Imagine restoring vision to people who are blind, restoring insulin-producing function to diabetics and growing new hearts to replace damaged ones.
Such cures—once the stuff of science fiction—may be on the horizon thanks to stem-cell research.
Please watch the brief video below which breaks down the fundamentals of stem cells:
The Technion has been at the forefront of embryonic stem cell (ESC) research. Today, it is one of a select group of academic institutes and companies worldwide—and the only one in Israel—approved by the NIH for federally funded stem cell research.
Technion researchers have already turned embryonic stem cells into various cell types, including muscle and blood vessel cells for future replacement parts. They are successfully growing stem cells into beating heart muscle (link to release) and cardiac cells that create their own blood supply (link to release), which is being used to test new drugs and to study the effects of stresses on the heart. Technion researchers have shown that in animals, stem cells can be integrated into a damaged heart (link to release), where they help regulate its activity, in effect becoming a biological pacemaker.
Technion scientists are also developing special cell lines that can address one of the most significant challenges of stem cell technology: how to coax more of the cells to develop into specific types that are needed, say skin or nerve cells.
Named because they are the cells from which all other cell types stem, stem cells are the body’s building blocks—the foundation for every cell, tissue, and organ in the body.
They differ from other kinds of cells in that they are primitive and unspecialized, meaning they can’t perform the specialized functions of, say, a red blood cell, pancreatic cell, or nerve cell, but they can develop, or differentiate, into specialized cells themselves. They can also divide and renew themselves over and over again, in a process called proliferation.
Prof. Joseph Itskovitz-Eldor of the Faculty of Medicine was on the international team that in 1998 first discovered the potential of stem cells to form any kind of tissue and pioneered stem-cell technology. The breakthrough garnered headlines around the world. He is the Director of the Technion Stem Cell Center.
Since then, Profs. Karl Skorecki and Itskovitz-Eldor have grown insulin-secreting cells, the first step toward a new approach to treating diabetes. Prof. Skorecki is Director of nephrology and molecular medicine at the Faculty of Medicine.
Dr. Lior Gepstein, together with Prof. Itskovitz-Eldor and Dr. Michal Amit, has coaxed embryonic stem cells to develop into heart cells and subsequently into beating heart muscle.
Dr. Shulamit Levenberg is a leader in tissue engineering, the growing of new human tissue for replacement purposes. Most recently, Dr. Levenberg created muscle tissue with a blood vessel network that attracted additional blood vessels when transplanted into an animal, aiding the tissue’s survival and integration. She was named one of Scientific American’s top 50 scientists in 2006.

Stored data entries:

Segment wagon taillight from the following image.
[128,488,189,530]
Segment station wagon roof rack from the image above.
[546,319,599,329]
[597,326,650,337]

* _REQUIRED WORK_:
**a.** Condense the paragraph of the stem-cell passage that begins "Technion researchers have already turned" into a short bulleted list that keeps its main facts.
**b.** Decide whether each statement agrees with the stem-cell passage. Answer yes or no, and quote the words of the passage that decide it.
(i) The Technion is the only institution in Israel approved by the NIH for federally funded stem cell research.
(ii) Prof. Skorecki is Director of the Technion Stem Cell Center.
(iii) Stem cells can perform the specialized functions of a red blood cell.
**c.** According to the stem-cell passage, in what year did the international team that included Prof. Joseph Itskovitz-Eldor first discover that stem cells can form any kind of tissue?

* _ANSWERS PROVIDED_:
**a.**
- Technion researchers have turned embryonic stem cells into several cell types, including muscle and blood vessel cells, as future replacement parts.
- They are growing stem cells into beating heart muscle and into cardiac cells that create their own blood supply.
- These cardiac cells are used to test new drugs and to study how stresses affect the heart.
- In animals, the researchers showed that stem cells can be integrated into a damaged heart and help regulate its activity, acting as a biological pacemaker.

**b.**
(i) Yes: "and the only one in Israel—approved by the NIH for federally funded stem cell research"
(ii) No: "Prof. Skorecki is Director of nephrology and molecular medicine at the Faculty of Medicine."
(iii) No: "they can’t perform the specialized functions of, say, a red blood cell, pancreatic cell, or nerve cell"

**c.** 1998